Vaseline Intensive Rescue Clinical Therapy lotion
I’ve never been much for lotions and potions. I never spent hours before the mirror applying makeup. I never had a lengthy cleaning ritual. Good soap and water worked wonders.
When my toddler son ET was diagnosed with psoriasis, I obviously applied the medications that his dermatologist prescribed. The rx’s for tar baths, ointments, and lotions cost a pretty penny, but they had to be bought and constantly refilled. Eventually the problem disappeared. We watched what we used using trial and error testing as we used various soaps, detergents, and lotions. The original formula for Avon Moisture Therapy sold then by only door to door reps was great. Then ET was on his own so I didn’t need all those extra skin care products.
It’s years later now and, with time and aging, my skin has changed. The ravages of sun were not a factor. I hated its burn which always lead to pealing skin. Once oily, my face and body are now parched and dry.
When I just couldn’t pick up some Avon at the local supermarket, I picked up Noxema–it’s smell reminded me of a sick room. Next was Neutrogena cream–good stuff but bulky for a handbag. After that it was Nivea– especially loved its body lotion and used it regularly for the last couple of years. Then my daughter Bunny gave me some Theraplex Clearlotion– fantastic stuff even if a bit costly that I’ve used regularly until recently. Now I’m trying Vasoline Intensive Rescue Clinical Therapy for the first time.
This is what I think of the Intensive Rescue formula as a skin protectant. Its cost is comparable to most name brand lotions on the current U. S. market. Using my various senses senses, I notice:
- The lotion’s smell has no fragrance and is almost odorless, a big plus for those with allergies.
- I don’t plan on tasting it because it is chemical. I?m sure that the warning mentions something about it possibly being harmful to children and people but I couldn’t seen the damn fine print on both the box and the bottle.
- Visibly it is non runny, thick, creamy, and white.
- It does not feel greasy when applied, another plus since oily skin often means oily clothes stains. I’m glad it doesn’t feel anything like the thick petroleum jelly product made by its manufacturer. Even though I applied it generously, it seems to have gone into the skin.

» **Problem description**: Reproduce everything in the lotion review from "Vaseline Intensive Rescue" down to "skin care products.", changing "toddler" to "young".

» **Data extracts**:
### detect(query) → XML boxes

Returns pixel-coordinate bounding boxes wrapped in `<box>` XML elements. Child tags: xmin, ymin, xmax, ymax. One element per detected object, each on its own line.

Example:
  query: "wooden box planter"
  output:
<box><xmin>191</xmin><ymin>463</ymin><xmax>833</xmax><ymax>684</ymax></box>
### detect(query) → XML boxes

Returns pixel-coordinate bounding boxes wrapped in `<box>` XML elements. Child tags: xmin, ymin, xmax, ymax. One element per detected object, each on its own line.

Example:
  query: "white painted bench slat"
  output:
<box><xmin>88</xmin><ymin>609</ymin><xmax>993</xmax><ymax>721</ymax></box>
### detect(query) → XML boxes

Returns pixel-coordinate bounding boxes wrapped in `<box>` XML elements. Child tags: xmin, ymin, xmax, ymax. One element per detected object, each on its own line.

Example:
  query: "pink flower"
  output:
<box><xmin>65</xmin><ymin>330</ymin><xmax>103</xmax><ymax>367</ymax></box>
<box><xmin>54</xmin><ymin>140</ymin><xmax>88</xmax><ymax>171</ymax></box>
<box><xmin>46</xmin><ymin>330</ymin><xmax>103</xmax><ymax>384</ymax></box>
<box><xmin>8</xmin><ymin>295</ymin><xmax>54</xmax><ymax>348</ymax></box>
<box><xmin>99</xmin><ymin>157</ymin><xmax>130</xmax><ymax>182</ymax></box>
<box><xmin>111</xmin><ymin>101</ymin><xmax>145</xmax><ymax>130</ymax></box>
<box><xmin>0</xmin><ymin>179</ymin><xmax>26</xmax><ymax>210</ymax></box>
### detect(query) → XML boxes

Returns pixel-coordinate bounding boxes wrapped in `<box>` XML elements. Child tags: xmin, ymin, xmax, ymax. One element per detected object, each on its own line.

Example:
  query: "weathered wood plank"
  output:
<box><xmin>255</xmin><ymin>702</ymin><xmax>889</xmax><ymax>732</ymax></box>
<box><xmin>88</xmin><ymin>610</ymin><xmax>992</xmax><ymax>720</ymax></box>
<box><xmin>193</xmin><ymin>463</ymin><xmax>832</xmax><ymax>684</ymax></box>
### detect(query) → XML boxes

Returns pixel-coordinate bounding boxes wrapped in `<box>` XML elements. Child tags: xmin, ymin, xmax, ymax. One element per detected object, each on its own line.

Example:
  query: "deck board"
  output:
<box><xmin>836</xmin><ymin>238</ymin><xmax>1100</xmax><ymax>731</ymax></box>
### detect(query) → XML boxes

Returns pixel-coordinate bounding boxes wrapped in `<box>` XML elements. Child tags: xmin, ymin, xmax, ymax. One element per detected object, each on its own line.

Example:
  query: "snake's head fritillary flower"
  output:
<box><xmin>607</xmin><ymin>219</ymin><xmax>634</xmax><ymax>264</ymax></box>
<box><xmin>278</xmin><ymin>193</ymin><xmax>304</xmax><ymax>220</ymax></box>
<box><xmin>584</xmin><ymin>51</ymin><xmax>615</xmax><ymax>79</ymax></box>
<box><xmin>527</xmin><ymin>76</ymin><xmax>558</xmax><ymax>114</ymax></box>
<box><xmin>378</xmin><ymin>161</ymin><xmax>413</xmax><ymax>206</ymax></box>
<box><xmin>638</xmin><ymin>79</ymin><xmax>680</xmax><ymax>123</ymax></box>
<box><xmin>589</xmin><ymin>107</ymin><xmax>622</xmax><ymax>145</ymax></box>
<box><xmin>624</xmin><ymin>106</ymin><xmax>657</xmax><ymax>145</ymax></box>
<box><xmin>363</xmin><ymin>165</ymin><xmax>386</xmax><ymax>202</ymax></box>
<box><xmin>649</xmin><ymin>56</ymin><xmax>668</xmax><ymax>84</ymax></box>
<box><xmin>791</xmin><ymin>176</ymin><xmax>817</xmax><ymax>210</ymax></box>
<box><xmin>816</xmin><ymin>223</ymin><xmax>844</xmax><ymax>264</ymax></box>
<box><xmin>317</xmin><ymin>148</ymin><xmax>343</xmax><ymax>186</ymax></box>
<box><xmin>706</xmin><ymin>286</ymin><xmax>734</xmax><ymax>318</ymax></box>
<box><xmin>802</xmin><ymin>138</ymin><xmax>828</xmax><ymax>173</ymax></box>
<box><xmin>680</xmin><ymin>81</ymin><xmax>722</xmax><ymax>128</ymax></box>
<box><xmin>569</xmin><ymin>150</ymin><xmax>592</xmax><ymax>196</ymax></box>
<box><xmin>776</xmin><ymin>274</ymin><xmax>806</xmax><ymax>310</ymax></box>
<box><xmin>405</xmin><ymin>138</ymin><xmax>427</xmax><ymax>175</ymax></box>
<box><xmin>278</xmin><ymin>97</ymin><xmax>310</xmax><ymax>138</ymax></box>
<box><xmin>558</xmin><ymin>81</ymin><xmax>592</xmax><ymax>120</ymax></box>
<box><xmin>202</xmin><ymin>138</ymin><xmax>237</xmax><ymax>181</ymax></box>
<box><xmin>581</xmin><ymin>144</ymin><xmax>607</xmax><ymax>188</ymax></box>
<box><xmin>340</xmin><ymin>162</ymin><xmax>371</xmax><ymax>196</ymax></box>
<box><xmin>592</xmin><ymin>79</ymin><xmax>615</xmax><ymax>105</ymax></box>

» **Response for this exercise**:
Vaseline Intensive Rescue Clinical Therapy lotion
I’ve never been much for lotions and potions. I never spent hours before the mirror applying makeup. I never had a lengthy cleaning ritual. Good soap and water worked wonders.
When my young son ET was diagnosed with psoriasis, I obviously applied the medications that his dermatologist prescribed. The rx’s for tar baths, ointments, and lotions cost a pretty penny, but they had to be bought and constantly refilled. Eventually the problem disappeared. We watched what we used using trial and error testing as we used various soaps, detergents, and lotions. The original formula for Avon Moisture Therapy sold then by only door to door reps was great. Then ET was on his own so I didn’t need all those extra skin care products.